DATA LISTING |
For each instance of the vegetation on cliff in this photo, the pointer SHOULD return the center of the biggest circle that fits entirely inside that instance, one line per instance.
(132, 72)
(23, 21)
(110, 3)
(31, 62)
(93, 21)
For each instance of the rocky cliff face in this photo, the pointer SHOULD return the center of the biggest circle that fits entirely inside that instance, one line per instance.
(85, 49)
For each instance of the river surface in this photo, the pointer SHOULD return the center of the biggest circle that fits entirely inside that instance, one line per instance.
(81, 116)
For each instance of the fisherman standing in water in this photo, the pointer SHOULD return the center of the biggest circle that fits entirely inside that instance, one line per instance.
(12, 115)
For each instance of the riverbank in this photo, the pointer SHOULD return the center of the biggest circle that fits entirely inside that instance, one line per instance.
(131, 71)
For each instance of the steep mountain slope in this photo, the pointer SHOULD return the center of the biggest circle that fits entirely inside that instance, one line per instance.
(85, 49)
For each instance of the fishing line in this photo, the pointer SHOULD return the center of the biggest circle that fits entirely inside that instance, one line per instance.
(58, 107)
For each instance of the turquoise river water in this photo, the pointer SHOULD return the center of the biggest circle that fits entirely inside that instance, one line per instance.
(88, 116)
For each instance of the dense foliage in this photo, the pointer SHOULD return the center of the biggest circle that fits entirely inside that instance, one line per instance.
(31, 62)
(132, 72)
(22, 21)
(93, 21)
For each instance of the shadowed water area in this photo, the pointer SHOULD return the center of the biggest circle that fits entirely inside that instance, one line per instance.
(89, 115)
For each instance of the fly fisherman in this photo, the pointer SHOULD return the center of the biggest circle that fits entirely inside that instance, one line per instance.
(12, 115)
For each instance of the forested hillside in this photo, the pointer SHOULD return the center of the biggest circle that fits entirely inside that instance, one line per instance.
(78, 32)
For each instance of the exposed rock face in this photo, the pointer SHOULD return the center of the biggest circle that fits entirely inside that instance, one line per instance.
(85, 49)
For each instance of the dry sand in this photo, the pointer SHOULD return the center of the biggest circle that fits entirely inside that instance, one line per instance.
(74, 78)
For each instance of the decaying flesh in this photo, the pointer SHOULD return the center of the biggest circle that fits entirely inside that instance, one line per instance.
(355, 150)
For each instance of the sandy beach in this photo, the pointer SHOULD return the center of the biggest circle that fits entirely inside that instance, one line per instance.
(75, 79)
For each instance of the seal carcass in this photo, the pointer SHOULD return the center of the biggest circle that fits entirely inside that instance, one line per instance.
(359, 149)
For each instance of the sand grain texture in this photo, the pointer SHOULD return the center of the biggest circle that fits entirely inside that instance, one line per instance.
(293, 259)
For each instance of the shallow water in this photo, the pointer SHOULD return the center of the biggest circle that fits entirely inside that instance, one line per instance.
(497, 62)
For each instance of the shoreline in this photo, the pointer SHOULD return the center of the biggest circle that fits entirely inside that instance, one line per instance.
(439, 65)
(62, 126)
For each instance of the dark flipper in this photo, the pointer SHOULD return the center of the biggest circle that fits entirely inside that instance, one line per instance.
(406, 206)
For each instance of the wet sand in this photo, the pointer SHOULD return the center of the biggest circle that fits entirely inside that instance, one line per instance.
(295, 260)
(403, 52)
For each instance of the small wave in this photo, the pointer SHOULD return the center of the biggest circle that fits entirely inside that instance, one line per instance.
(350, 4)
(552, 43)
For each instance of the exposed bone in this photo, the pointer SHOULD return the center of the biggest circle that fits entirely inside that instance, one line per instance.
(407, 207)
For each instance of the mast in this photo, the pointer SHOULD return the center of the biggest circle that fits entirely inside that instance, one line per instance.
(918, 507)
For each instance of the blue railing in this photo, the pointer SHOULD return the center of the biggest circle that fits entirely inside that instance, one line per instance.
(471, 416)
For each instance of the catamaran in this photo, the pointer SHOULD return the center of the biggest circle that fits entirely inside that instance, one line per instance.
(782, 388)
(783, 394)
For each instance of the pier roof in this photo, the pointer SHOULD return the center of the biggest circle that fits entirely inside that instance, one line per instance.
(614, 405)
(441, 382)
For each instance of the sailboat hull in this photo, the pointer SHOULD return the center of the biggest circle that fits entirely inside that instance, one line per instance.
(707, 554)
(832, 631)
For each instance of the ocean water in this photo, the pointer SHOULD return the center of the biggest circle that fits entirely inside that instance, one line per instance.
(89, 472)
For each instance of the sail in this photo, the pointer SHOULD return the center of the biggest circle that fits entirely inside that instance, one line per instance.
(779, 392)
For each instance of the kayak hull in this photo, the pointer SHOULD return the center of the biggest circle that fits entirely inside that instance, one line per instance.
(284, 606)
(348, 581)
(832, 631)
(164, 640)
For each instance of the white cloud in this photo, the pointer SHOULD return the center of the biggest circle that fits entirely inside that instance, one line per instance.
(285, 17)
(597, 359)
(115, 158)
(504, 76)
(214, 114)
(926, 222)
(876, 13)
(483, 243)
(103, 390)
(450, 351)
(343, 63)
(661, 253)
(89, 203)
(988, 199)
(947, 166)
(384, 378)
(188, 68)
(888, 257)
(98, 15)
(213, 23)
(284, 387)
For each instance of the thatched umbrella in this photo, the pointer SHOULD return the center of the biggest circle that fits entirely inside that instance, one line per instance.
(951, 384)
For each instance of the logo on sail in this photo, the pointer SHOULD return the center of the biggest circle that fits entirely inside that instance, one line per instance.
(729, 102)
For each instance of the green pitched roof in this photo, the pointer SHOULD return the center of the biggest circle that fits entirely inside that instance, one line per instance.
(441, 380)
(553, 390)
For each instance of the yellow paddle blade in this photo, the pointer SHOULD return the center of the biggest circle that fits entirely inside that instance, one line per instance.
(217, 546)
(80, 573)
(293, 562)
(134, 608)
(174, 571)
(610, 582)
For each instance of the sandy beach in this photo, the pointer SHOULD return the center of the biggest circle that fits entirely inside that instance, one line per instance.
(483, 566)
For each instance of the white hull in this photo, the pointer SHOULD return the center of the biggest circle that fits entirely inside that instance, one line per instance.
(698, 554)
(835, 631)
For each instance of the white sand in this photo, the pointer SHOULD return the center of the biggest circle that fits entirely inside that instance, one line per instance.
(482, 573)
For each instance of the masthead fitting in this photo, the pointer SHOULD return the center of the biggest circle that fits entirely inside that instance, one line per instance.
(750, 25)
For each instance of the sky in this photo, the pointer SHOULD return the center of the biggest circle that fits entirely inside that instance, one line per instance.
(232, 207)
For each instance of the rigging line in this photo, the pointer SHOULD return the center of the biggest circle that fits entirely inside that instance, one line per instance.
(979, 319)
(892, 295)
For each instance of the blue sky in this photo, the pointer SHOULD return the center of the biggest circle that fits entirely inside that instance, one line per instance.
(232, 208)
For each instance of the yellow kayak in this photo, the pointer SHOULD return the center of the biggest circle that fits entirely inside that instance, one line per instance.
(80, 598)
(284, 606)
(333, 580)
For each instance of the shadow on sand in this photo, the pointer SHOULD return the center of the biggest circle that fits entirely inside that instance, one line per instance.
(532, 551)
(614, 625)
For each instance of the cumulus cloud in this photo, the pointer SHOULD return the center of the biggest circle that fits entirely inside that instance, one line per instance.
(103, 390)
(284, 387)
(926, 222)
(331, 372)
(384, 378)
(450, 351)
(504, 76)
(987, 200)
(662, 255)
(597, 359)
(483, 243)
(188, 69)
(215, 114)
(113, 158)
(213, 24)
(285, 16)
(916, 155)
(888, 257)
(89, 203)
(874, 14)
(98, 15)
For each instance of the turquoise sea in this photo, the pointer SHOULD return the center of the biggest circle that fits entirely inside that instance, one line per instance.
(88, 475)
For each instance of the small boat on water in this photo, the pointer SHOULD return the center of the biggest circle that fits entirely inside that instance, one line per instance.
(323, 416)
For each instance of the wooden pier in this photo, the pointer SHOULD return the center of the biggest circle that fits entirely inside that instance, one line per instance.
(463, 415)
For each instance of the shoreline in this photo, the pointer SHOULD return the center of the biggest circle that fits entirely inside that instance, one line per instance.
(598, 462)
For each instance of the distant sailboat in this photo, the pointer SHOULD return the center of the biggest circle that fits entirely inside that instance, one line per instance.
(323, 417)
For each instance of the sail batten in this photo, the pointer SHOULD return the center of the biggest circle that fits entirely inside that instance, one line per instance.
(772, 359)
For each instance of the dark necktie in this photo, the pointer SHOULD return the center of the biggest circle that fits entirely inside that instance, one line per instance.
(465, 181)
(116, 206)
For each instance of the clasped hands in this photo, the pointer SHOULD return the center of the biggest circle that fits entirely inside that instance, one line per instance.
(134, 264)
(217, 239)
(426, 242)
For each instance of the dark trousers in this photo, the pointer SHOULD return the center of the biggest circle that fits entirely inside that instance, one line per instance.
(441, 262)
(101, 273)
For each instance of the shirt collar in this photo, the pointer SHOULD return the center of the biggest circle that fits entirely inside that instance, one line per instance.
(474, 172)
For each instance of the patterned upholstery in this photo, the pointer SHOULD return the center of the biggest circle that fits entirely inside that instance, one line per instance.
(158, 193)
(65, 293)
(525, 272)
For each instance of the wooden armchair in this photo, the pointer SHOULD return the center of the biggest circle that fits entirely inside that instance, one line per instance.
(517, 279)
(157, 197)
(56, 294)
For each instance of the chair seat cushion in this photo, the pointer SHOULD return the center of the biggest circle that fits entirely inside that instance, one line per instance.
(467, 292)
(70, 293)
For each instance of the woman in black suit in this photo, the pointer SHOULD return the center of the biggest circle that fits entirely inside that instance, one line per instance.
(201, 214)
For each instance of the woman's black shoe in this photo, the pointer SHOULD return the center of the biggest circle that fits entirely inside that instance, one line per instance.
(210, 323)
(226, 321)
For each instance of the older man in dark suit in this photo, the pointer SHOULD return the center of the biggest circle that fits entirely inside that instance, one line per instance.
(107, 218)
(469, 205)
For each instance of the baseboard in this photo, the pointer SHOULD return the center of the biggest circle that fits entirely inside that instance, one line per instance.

TASK OBJECTIVE |
Each line from the one that contains "For each instance of the older" through the last line of the listing above should be written out exactly, and no other line.

WRITTEN RESPONSE |
For each instance of the older man in dark suit in this photo, the pointer SHOULD return the center of the biggest circle that fits entirely inside that instance, one line per instance.
(107, 218)
(469, 205)
For each instance of the baseboard in this photo, the pointer SHOULD return the center of the biggest circle that fits entirely inside that instance, one line per instance.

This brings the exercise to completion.